▶ _Stored records_:
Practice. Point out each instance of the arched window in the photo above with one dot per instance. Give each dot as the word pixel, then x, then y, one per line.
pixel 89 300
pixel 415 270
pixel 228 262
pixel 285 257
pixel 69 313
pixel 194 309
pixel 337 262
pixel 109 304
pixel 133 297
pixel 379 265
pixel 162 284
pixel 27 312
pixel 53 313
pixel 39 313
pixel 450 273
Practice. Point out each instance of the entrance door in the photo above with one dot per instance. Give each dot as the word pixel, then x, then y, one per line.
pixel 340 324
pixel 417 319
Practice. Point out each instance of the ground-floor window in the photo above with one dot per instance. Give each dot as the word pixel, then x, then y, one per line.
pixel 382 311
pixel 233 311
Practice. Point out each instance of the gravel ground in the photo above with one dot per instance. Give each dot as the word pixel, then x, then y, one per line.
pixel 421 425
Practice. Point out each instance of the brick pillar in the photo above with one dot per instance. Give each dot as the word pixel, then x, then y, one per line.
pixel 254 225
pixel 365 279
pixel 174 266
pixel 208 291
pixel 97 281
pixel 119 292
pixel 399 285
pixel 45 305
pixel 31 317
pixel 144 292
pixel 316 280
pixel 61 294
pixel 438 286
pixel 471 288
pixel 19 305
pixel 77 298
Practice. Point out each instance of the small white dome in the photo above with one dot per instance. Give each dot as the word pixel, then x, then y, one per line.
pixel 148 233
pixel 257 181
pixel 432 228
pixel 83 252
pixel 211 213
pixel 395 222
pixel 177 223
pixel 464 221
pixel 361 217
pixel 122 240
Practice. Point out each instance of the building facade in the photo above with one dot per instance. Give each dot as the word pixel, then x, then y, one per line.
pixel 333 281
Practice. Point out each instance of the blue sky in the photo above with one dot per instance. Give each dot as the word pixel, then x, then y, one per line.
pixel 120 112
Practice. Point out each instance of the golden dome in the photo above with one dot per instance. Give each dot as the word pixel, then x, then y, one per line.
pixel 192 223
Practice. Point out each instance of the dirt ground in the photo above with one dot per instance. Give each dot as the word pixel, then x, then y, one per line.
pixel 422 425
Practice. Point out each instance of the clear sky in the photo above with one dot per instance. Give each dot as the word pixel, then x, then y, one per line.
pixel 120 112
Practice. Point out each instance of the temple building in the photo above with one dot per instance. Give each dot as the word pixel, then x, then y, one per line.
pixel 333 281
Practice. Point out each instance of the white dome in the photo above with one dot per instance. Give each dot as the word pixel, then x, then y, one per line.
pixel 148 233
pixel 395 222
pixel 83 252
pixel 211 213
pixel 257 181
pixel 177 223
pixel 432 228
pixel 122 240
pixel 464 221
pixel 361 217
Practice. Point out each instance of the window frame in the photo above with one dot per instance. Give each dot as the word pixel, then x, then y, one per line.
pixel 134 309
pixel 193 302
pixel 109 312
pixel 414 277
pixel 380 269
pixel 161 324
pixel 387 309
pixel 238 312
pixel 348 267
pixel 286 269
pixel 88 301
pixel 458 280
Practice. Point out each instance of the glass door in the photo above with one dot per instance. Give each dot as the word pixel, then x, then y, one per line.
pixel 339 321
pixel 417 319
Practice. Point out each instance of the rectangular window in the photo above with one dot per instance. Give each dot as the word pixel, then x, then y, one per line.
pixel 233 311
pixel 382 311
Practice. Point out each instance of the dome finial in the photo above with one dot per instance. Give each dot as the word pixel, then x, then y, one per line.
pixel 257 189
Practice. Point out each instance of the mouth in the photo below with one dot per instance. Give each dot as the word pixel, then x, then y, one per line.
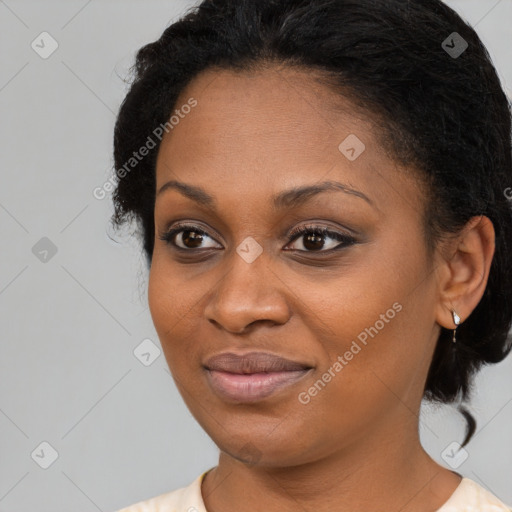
pixel 253 376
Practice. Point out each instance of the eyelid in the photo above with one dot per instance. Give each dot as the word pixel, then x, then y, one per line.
pixel 345 239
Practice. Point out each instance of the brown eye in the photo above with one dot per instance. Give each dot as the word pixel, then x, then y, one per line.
pixel 188 238
pixel 313 239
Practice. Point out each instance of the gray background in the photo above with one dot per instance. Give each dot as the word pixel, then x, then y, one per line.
pixel 70 325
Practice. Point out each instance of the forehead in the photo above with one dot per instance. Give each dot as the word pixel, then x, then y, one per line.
pixel 274 127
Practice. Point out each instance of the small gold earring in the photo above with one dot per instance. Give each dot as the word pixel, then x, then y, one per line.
pixel 456 321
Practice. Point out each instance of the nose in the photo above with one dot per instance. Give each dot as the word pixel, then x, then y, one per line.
pixel 248 294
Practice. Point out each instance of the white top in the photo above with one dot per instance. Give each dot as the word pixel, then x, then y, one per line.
pixel 467 497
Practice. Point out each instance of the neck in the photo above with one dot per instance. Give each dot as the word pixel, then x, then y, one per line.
pixel 388 471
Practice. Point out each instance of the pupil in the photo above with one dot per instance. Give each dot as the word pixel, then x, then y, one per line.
pixel 316 241
pixel 194 238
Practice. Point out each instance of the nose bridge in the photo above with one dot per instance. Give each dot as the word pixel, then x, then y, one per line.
pixel 248 292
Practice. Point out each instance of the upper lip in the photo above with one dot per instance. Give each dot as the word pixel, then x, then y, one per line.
pixel 252 362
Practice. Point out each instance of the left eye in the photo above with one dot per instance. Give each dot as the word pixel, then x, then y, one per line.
pixel 194 237
pixel 312 239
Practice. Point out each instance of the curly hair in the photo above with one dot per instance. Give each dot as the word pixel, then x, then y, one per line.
pixel 444 114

▶ _Task goal_: In the copy, every entry appears exactly as written above and no picture appears.

▶ _Solution for this task_:
Practice. Point out each instance of the arched window in the photo above with one dot per instance. Give each dot as the word pixel, then x, then y, one per line.
pixel 89 300
pixel 415 270
pixel 228 262
pixel 285 257
pixel 69 313
pixel 194 309
pixel 337 262
pixel 109 304
pixel 133 297
pixel 379 265
pixel 162 284
pixel 27 312
pixel 53 313
pixel 39 313
pixel 450 273
Practice. Point out each instance of the entrance door in the photo above with one dot per instance. Give each dot as the word pixel, then x, then y, one per line.
pixel 340 324
pixel 417 319
Practice. Point out each instance of the ground-floor window in the photo above with one dot per instance. Give each dot as the word pixel, then x, then y, one per line.
pixel 382 311
pixel 233 311
Practice. Point out each instance of the gravel ground in the photo above with one dot per instance. Give each dot as the word pixel, then x, then y, one per line.
pixel 421 425
Practice. Point out each instance of the brick pillar in the photo above with one dot per instance. Give each dot as the word pixel, then x, then y, one per line.
pixel 254 225
pixel 365 279
pixel 174 266
pixel 208 291
pixel 97 281
pixel 119 292
pixel 399 285
pixel 45 305
pixel 31 317
pixel 144 292
pixel 316 280
pixel 61 294
pixel 438 286
pixel 471 288
pixel 19 305
pixel 77 298
Practice. Point out each instance of the small white dome in the photo above with one dot per instance. Give each dot as the word pixel, then x, then y, one per line.
pixel 148 233
pixel 257 181
pixel 432 228
pixel 83 252
pixel 211 213
pixel 395 222
pixel 177 223
pixel 464 221
pixel 361 217
pixel 122 240
Practice. Point out each instance of the building facade in the photo above with one dot per instance. Give each dot as the word pixel, then x, then y, one per line.
pixel 333 281
Practice. Point out each instance of the blue sky in the photo above with one dot per instance. Give each dot as the word pixel, then x, then y, one per line.
pixel 120 112
Practice. Point out each instance of the golden dome in the photo above with one dot per instance. Give each dot as the word pixel, then x, then y, one per line.
pixel 192 223
Practice. Point out each instance of the dirt ground in the photo above with one dot per instance. Give each dot as the word pixel, then x, then y, one per line.
pixel 422 425
Practice. Point out each instance of the clear sky in the photo above with one dot per instance. Give each dot as the word pixel, then x, then y, one per line.
pixel 120 112
Practice. Point out each instance of the temple building in the photo above with one dot per instance. Give each dot as the word pixel, then x, then y, one per line.
pixel 333 281
Practice. Point out each instance of the white dome in the photo above with one dot per instance. Give each dot as the word pixel, then x, then y, one per line.
pixel 148 233
pixel 395 222
pixel 83 252
pixel 211 213
pixel 257 181
pixel 177 223
pixel 432 228
pixel 122 240
pixel 464 221
pixel 361 217
Practice. Point out each instance of the window frame in the photo above with one dot per instance. Give each dot as the word pixel, then x, then y, one per line.
pixel 134 309
pixel 193 302
pixel 109 312
pixel 414 277
pixel 380 269
pixel 161 324
pixel 387 309
pixel 238 312
pixel 348 267
pixel 286 269
pixel 88 301
pixel 458 280
Practice. Point out each instance of the glass door in the photo above with one dot per instance. Give each dot as the word pixel, then x, then y, one per line.
pixel 339 321
pixel 417 319
Practice. Point out each instance of the rectangular window in the photo above with one dot per instance. Give each dot as the word pixel, then x, then y, one per line.
pixel 233 311
pixel 382 311
Practice. Point out each instance of the dome finial in the photo above with one dot per instance. Give each dot as the word pixel, then x, then y, one per line.
pixel 257 189
Practice. Point out each instance of the mouth in the photo below with one dot per instance. Give each dot as the word pixel, then x, then y, one per line.
pixel 253 376
Practice. Point out each instance of the eyelid in the photo above with one dot per instance. Give each dot as the word pixel, then x, then y, one per line.
pixel 345 239
Practice. Point out each instance of the brown eye in the photo above with one dot per instance. Give each dot as the word pixel, then x, then y, one per line.
pixel 188 238
pixel 313 239
Practice. Point out each instance of the gray background in the photo above with one dot per instance. Give each dot as the word pixel, then x, then y, one per line.
pixel 70 325
Practice. Point out each instance of the forehead in the photo above with one dot per instance. Give each dot as the word pixel, then x, then y, one per line.
pixel 274 127
Practice. Point out each instance of the small gold earring in the photo above with one dot per instance. Give each dot as the word pixel, then x, then y, one per line.
pixel 456 321
Practice. Point out each instance of the nose in the photo above with one dot per instance. Give each dot as the word pixel, then x, then y, one per line.
pixel 248 294
Practice. Point out each instance of the white top in the photo above with one dot per instance. Give each dot as the word pixel, then x, then y, one per line.
pixel 467 497
Practice. Point out each instance of the neck in the photo above with one dot per instance. Give each dot as the word pixel, then x, then y, one per line.
pixel 388 471
Practice. Point out each instance of the pupil in the photo above with one dot per instance. Give each dot as the word pixel, then x, then y, one per line.
pixel 316 241
pixel 194 238
Practice. Point out each instance of the nose bridge in the photo above with one dot per instance. Give each dot as the word pixel, then x, then y, one per line.
pixel 248 292
Practice. Point out each instance of the upper lip in the photo above with one dot per instance. Give each dot as the word pixel, then x, then y, one per line.
pixel 252 362
Practice. Point out each instance of the left eye in the photo above with one dot per instance. Give each dot as the word pixel, then x, then y, one per line.
pixel 194 237
pixel 312 239
Practice. Point out each instance of the curly hair in the photo above with one dot per instance. Give each dot as the word pixel, then x, then y, one per line.
pixel 444 114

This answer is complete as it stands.